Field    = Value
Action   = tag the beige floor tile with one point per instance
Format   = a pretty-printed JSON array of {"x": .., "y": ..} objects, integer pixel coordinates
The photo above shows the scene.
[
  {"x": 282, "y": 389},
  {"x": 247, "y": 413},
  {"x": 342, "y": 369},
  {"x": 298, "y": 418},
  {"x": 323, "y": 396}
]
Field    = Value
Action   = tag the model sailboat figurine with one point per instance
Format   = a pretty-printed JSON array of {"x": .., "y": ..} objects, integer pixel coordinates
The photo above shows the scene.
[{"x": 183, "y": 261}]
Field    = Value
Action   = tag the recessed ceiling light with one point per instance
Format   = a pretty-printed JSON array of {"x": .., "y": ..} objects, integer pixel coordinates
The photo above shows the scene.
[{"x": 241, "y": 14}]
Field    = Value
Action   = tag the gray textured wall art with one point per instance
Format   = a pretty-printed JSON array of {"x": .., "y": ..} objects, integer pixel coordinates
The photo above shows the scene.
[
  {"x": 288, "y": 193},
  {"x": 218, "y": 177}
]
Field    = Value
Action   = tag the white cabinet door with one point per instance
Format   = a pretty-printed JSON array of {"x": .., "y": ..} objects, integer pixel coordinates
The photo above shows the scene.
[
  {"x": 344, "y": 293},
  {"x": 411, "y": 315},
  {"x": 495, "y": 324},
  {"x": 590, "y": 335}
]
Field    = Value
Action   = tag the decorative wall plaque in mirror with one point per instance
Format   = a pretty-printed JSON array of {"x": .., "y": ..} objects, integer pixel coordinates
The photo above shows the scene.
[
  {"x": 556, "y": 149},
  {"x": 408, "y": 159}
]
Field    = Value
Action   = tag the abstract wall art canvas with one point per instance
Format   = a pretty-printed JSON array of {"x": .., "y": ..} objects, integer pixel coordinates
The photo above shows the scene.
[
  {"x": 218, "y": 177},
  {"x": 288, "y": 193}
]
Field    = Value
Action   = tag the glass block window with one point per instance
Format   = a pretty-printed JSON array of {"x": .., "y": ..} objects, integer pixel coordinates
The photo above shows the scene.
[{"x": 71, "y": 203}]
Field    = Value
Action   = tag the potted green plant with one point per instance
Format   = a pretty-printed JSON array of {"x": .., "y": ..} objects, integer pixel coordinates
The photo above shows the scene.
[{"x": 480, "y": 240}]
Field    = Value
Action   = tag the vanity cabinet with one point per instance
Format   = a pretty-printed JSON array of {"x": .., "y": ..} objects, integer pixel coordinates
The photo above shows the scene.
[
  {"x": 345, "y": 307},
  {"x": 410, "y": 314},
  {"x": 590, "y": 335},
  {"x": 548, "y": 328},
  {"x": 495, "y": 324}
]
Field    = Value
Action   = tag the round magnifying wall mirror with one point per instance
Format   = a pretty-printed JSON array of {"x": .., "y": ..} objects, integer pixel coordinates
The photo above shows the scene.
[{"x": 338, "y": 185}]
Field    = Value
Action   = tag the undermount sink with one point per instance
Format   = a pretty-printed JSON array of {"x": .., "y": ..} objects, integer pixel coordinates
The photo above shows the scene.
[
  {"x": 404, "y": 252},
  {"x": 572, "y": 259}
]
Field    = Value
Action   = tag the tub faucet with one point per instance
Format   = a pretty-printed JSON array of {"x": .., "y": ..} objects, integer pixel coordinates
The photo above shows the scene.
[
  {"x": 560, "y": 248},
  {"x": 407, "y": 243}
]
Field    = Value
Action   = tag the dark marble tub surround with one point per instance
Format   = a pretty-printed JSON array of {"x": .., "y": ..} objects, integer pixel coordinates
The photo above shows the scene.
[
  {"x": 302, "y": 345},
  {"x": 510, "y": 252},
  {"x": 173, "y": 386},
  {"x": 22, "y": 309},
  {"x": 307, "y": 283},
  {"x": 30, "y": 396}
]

----------

● What is being asked
Extract every record. Keep wording exact.

● Complete response
Field    = Value
Action   = tag the beige floor tile with one point per instance
Format   = a pretty-printed JSON array of {"x": .., "y": ..} objects, integer pixel coordinates
The photo above shows the scene.
[
  {"x": 282, "y": 389},
  {"x": 247, "y": 413},
  {"x": 342, "y": 369},
  {"x": 298, "y": 418},
  {"x": 323, "y": 396}
]
Field    = Value
Action   = tag the model sailboat figurine with one point per instance
Format   = a pretty-printed JSON array of {"x": .., "y": ..} objects, integer pixel coordinates
The photo above shows the scene.
[{"x": 183, "y": 261}]
Field    = Value
Action   = tag the recessed ceiling light with one point per instance
Format   = a pretty-printed JSON array of {"x": .., "y": ..} objects, integer pixel coordinates
The photo above shows the scene.
[{"x": 241, "y": 14}]
Field    = Value
Action   = tag the gray textured wall art with one point per instance
Format   = a pretty-printed JSON array of {"x": .., "y": ..} objects, integer pixel coordinates
The photo above shows the scene.
[
  {"x": 288, "y": 193},
  {"x": 218, "y": 177}
]
Field    = Value
Action   = tag the white cabinet door with one point per instance
Format   = a pretty-printed JSON array of {"x": .., "y": ..} objects, integer pixel coordinates
The photo above shows the scene.
[
  {"x": 344, "y": 293},
  {"x": 411, "y": 315},
  {"x": 495, "y": 324},
  {"x": 590, "y": 335}
]
Field    = Value
Action   = tag the decorative wall plaque in mirror with one point per instance
Format   = a pretty-printed JSON array of {"x": .., "y": ..} objects, integer pixel coordinates
The photo above shows the scene.
[
  {"x": 556, "y": 149},
  {"x": 408, "y": 159}
]
Field    = Value
Action   = tag the abstract wall art canvas with one point per instance
Format   = a pretty-printed JSON array of {"x": .., "y": ..} objects, integer pixel coordinates
The photo above shows the scene.
[
  {"x": 218, "y": 177},
  {"x": 288, "y": 193}
]
Field    = Value
Action   = tag the glass block window with one point per instance
Format   = a pretty-printed JSON array of {"x": .., "y": ..} objects, integer pixel coordinates
The photo above shows the scene.
[{"x": 71, "y": 203}]
Field    = Value
Action   = tag the potted green plant with one point per instance
Format   = a pretty-printed JSON array of {"x": .., "y": ..} objects, integer pixel coordinates
The photo above shows the scene.
[{"x": 480, "y": 240}]
Field    = Value
Action   = tag the vanity cabinet with one point per instance
Format   = a pretty-printed JSON array of {"x": .., "y": ..} objects, integer pixel coordinates
The photo above shows the scene.
[
  {"x": 345, "y": 307},
  {"x": 410, "y": 314},
  {"x": 590, "y": 335},
  {"x": 548, "y": 328},
  {"x": 495, "y": 324}
]
Field    = Value
Action   = tag the round magnifying wall mirror with one point per instance
Format   = a pretty-printed JSON array of {"x": .., "y": ..} objects, integer pixel coordinates
The photo above shows the scene.
[{"x": 338, "y": 185}]
Field    = Value
Action   = tag the undermount sink with one point per instance
Format   = a pretty-printed JSON array of {"x": .., "y": ..} objects, integer pixel coordinates
The photo above shows the scene.
[
  {"x": 404, "y": 252},
  {"x": 572, "y": 259}
]
Field    = Value
Action   = tag the tub faucet with one point per instance
Format   = a pretty-printed JSON array of {"x": .., "y": ..} objects, integer pixel coordinates
The photo above shows the scene.
[
  {"x": 560, "y": 248},
  {"x": 407, "y": 243}
]
Field    = Value
Action   = tag the dark marble tub surround with one point per instance
Format   = a pretty-printed JSON array of {"x": .., "y": ..} objects, integer pixel coordinates
The photo above shows the scene.
[
  {"x": 302, "y": 345},
  {"x": 510, "y": 252},
  {"x": 173, "y": 386},
  {"x": 22, "y": 309},
  {"x": 307, "y": 283},
  {"x": 30, "y": 396}
]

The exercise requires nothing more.